↓↓↓

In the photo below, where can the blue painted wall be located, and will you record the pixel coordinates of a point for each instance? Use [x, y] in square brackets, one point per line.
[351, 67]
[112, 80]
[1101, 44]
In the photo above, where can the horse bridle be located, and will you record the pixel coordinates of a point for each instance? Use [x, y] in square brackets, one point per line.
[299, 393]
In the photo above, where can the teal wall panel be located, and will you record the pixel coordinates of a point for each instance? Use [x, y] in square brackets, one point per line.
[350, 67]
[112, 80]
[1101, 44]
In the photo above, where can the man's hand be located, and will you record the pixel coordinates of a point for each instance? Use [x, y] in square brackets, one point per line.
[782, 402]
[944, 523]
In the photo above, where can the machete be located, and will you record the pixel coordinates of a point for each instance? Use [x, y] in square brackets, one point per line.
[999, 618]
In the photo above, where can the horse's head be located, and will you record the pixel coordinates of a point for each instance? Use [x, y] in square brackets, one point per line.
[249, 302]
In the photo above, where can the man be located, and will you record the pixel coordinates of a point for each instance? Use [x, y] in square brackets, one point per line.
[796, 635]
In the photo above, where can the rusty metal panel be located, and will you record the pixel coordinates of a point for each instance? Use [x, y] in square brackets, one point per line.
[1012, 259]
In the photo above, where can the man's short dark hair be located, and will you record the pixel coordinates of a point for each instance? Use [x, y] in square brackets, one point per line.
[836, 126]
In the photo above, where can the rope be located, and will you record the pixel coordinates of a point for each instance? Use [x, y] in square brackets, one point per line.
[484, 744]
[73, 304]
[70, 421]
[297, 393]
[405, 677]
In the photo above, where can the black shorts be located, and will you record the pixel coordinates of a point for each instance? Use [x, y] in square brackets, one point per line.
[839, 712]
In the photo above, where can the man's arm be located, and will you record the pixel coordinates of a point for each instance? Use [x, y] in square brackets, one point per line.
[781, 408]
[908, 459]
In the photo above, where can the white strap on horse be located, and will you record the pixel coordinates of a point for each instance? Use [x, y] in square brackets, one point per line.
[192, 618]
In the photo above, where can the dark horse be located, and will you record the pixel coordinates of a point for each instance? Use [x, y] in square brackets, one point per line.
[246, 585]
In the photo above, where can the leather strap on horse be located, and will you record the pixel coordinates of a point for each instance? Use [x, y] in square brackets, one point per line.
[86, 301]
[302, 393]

↑↑↑

Aim: Could you quote the material above in full, exactly as it stands?

Finished exercise:
In the photo below, where can the blue painted wall be located, and will you record the pixel coordinates of a point for each instance? Use [x, y] in square brackets, one point per line.
[351, 67]
[112, 80]
[1101, 44]
In the photo above, where can the horse bridle be located, and will you record the pixel coordinates of a point for each instance? Use [x, y] in square brackets, one point per line.
[299, 393]
In the photo above, where can the teal wall panel be located, and will you record the pixel coordinates of a point for each instance? Use [x, y] in square brackets, one point per line.
[350, 67]
[112, 80]
[1101, 44]
In the photo above, where can the man's hand be located, and will you record the pixel coordinates of a point for each instance? Use [x, y] in square brackets, one point per line.
[782, 402]
[944, 523]
In the photo above, where can the machete be located, and will you record the pixel coordinates of a point for each instance? Use [x, y] in square brackets, one point per line.
[999, 618]
In the photo above, where can the horse's head be located, and will you record the pixel coordinates of a point for each instance? Use [x, y] in square brackets, one point per line.
[249, 302]
In the photo above, where can the man be located, and will you record the pixel coordinates of a point for each instance? Use [x, y] in square brackets, one point per line.
[796, 635]
In the photo above, where can the rusty metal panel be located, and will you record the pixel coordinates of a point for each instance? Use [x, y] in square brackets, one point per line.
[1012, 259]
In the photo above, where can the man's short dark hair be located, and will you record the pixel coordinates of a point for each instance? Use [x, y] in square brackets, one point per line.
[836, 126]
In the photo above, where can the rope be located, and will you record the pixel coordinates of a point for each instance? Use [x, y] in square brackets, one point per line.
[484, 744]
[73, 304]
[70, 421]
[297, 393]
[405, 677]
In the photo above, where can the black shorts be located, and will you record the pixel coordinates of a point for each instance? Use [x, y] in square brackets, one point per line.
[839, 712]
In the photo above, where can the man's arm be located, and will you record the pixel coordinates of a point for each instance? Use [x, y] in square brackets, one point per line.
[781, 408]
[908, 459]
In the photo above, where can the white strap on horse be located, and will you record the pixel coordinates of a point for each instance? Use [x, y] in square brackets, one point per line.
[192, 618]
In the photo above, where can the dark horse be located, and will you record the pixel coordinates of a point for each instance? Use [x, y] in square brackets, one point per line.
[246, 585]
In the photo above, where can the leather strap on horse be located, and will you record the pixel coordinates of a point for each instance? Use [x, y] in square brackets, one point per line.
[86, 301]
[302, 393]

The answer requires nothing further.